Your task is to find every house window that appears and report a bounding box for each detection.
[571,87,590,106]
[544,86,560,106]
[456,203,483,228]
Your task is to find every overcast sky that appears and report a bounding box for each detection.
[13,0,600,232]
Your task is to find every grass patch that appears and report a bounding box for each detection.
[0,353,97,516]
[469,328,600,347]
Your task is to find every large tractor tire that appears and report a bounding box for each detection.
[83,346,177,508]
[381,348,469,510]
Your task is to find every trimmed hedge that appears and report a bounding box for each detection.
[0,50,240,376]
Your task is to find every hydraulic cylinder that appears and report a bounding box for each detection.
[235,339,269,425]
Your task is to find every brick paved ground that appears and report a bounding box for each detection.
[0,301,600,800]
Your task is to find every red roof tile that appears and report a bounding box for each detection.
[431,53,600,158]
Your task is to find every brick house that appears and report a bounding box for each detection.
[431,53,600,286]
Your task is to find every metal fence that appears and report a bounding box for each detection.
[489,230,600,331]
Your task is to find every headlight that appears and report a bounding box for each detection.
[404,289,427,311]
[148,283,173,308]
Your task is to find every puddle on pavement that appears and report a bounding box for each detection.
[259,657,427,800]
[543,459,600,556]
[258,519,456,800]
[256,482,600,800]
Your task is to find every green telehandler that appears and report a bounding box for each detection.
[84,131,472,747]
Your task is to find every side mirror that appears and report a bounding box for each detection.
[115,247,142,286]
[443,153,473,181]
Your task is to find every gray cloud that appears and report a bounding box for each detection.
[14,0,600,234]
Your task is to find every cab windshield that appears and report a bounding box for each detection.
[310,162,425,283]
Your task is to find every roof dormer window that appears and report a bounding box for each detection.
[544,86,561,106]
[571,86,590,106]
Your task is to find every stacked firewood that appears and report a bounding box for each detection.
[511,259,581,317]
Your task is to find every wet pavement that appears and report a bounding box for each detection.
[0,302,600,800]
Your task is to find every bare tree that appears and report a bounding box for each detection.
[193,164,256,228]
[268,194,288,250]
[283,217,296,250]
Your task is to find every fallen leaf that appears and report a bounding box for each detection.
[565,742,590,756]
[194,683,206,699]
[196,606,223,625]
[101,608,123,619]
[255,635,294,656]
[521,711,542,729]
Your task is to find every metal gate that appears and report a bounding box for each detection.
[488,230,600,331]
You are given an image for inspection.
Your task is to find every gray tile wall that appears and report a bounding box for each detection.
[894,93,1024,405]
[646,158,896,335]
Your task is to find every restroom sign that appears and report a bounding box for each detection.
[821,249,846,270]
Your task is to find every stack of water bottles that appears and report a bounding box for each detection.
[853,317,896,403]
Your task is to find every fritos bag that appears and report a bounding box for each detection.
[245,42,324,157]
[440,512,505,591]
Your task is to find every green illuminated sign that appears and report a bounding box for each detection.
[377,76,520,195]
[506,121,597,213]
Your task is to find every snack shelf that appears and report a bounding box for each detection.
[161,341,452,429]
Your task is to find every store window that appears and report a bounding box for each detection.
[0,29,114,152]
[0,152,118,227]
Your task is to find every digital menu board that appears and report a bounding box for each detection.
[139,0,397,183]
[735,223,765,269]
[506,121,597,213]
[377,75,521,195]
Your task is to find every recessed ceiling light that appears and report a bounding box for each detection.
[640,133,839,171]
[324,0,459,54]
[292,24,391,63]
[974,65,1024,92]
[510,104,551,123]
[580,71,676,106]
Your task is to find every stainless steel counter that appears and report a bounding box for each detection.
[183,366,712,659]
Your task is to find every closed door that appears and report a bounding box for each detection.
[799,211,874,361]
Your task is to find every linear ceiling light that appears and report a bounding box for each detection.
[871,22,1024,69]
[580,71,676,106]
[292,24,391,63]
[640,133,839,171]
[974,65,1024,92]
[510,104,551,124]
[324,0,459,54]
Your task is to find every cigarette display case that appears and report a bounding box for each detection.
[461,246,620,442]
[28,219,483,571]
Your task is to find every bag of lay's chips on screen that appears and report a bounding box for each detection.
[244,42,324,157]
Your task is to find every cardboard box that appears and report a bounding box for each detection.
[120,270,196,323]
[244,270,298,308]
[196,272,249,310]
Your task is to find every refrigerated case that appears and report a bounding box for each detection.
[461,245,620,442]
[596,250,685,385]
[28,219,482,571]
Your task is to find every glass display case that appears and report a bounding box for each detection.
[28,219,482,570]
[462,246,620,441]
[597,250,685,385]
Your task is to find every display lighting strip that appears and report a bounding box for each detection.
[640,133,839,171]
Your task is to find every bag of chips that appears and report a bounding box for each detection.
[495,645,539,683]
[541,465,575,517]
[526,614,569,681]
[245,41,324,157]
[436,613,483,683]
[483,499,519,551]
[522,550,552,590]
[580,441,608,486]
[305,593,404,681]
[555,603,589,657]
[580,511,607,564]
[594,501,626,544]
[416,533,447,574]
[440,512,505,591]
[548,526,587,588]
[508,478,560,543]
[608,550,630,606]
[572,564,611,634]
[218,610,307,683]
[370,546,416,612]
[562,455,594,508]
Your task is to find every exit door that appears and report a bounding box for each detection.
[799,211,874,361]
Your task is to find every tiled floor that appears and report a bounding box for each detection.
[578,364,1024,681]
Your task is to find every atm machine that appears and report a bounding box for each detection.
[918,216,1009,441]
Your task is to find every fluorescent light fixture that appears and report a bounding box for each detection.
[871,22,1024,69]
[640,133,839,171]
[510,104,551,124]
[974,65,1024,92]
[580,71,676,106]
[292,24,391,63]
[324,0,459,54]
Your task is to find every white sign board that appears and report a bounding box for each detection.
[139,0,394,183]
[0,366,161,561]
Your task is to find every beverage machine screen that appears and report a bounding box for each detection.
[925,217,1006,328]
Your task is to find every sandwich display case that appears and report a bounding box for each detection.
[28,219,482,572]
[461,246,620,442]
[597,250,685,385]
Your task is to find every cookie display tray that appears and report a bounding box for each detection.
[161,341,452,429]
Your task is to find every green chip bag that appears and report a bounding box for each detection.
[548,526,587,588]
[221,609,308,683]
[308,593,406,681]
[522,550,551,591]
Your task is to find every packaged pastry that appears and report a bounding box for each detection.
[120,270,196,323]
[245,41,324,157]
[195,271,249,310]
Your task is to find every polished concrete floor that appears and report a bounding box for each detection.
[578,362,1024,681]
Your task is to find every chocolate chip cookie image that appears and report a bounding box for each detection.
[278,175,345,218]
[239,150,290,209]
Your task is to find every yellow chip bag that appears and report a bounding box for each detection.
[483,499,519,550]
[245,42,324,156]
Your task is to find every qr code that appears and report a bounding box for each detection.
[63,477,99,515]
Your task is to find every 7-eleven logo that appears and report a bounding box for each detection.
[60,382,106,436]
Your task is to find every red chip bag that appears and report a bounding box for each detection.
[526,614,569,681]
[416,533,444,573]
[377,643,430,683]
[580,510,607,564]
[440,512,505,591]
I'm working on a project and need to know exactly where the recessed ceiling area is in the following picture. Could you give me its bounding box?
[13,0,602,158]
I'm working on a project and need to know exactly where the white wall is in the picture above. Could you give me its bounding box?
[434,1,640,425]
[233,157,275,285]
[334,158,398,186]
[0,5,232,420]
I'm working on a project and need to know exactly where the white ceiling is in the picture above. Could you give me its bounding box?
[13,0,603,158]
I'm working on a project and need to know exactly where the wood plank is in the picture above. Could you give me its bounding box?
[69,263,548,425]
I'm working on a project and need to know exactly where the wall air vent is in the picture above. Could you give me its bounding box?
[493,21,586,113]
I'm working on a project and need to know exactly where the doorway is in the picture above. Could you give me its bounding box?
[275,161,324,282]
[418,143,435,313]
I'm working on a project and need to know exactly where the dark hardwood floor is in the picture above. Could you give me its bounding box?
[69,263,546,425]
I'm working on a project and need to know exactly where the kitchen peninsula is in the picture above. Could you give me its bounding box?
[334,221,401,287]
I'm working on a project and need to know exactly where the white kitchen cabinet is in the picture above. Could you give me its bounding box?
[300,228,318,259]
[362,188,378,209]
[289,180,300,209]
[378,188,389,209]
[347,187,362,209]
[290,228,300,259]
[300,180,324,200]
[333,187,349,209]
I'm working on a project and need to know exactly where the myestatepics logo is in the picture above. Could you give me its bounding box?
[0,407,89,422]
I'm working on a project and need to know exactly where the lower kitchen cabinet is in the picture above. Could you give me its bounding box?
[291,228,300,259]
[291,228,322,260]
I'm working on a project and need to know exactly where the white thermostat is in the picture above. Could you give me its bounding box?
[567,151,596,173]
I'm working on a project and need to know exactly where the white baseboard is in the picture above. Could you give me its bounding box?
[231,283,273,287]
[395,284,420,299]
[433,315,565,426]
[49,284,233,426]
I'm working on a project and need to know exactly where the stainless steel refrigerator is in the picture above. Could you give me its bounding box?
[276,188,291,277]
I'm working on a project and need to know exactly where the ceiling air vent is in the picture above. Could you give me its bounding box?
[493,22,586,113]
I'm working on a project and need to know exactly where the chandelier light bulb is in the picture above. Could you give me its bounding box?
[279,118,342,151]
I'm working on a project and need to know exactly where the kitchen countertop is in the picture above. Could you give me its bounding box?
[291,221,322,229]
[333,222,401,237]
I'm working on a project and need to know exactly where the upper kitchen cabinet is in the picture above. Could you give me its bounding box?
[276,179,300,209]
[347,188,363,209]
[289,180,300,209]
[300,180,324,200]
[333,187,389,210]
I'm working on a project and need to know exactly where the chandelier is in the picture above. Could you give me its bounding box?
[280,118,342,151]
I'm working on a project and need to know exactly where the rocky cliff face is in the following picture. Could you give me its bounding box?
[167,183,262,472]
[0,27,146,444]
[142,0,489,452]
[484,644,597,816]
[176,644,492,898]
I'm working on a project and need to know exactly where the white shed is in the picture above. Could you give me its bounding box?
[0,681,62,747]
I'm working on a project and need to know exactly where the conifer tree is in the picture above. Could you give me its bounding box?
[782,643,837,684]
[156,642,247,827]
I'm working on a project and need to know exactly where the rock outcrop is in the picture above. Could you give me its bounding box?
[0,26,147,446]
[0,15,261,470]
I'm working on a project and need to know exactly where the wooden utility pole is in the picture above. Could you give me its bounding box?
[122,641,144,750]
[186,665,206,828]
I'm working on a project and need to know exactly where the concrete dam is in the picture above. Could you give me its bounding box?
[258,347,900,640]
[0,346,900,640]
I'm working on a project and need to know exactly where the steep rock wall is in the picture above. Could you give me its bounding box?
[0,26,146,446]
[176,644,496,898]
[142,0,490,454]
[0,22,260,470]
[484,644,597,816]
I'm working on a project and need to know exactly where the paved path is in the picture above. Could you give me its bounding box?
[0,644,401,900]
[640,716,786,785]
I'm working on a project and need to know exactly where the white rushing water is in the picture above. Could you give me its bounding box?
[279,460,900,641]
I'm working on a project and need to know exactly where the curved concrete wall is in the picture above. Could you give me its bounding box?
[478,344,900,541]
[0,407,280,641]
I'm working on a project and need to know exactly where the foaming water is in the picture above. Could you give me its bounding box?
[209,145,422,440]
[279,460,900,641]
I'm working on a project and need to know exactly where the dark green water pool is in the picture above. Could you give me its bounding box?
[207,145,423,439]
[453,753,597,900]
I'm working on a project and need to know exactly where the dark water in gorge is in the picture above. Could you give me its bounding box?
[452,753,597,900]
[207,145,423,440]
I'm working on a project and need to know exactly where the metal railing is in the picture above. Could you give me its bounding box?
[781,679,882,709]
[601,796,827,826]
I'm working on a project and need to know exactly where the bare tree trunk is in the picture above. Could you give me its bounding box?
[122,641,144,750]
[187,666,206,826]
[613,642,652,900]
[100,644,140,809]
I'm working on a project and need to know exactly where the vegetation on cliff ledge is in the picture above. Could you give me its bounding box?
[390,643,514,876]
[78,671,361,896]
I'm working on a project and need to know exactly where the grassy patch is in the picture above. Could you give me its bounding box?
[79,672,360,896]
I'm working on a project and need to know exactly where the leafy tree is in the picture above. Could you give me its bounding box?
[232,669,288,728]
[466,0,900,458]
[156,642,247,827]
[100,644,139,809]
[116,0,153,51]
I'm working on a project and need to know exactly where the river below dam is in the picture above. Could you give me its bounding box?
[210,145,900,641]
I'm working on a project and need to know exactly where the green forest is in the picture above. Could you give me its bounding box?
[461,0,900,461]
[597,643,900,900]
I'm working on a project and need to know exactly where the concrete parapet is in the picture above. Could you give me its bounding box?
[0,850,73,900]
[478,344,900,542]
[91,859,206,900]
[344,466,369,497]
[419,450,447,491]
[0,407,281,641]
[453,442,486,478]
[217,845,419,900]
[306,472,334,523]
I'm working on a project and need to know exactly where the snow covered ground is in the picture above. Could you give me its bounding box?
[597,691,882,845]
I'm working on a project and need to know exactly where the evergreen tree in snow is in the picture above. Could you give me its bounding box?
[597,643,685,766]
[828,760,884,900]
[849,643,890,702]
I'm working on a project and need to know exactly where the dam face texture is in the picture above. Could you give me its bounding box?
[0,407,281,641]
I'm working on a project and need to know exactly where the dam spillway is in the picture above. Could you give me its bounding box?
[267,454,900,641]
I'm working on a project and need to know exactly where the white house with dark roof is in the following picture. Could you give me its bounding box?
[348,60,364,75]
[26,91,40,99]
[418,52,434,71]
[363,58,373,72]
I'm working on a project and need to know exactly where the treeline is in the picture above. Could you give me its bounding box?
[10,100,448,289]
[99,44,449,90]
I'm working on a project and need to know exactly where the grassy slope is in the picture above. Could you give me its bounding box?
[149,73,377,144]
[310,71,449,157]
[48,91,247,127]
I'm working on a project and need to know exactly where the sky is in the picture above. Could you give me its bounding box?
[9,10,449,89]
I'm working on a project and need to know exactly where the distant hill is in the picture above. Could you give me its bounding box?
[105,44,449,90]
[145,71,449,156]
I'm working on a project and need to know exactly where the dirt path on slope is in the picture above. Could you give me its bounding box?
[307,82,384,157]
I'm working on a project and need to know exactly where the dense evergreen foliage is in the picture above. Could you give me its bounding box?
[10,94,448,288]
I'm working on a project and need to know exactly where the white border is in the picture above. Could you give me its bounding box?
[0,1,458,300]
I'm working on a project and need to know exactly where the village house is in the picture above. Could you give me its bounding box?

= Written task =
Could you transcribe the records between the lines holding "Your task is to find every display" and "[562,455,594,508]", inclusive, keeping every line exactly as it stands?

= Written response =
Your task is to find every display lighting strip that appears and report a bounding box for each detection.
[640,133,839,171]
Your task is to find every bag of chips that appears and report a bounding box for each detection.
[495,645,539,683]
[541,465,575,517]
[526,614,569,681]
[245,41,324,157]
[436,613,483,683]
[483,499,519,551]
[522,550,552,590]
[580,441,608,486]
[305,593,404,681]
[555,603,589,657]
[580,511,607,564]
[594,501,626,544]
[416,533,447,574]
[440,512,505,591]
[548,526,587,588]
[508,478,560,543]
[608,550,630,606]
[572,564,611,634]
[218,610,307,683]
[370,546,416,612]
[562,455,594,508]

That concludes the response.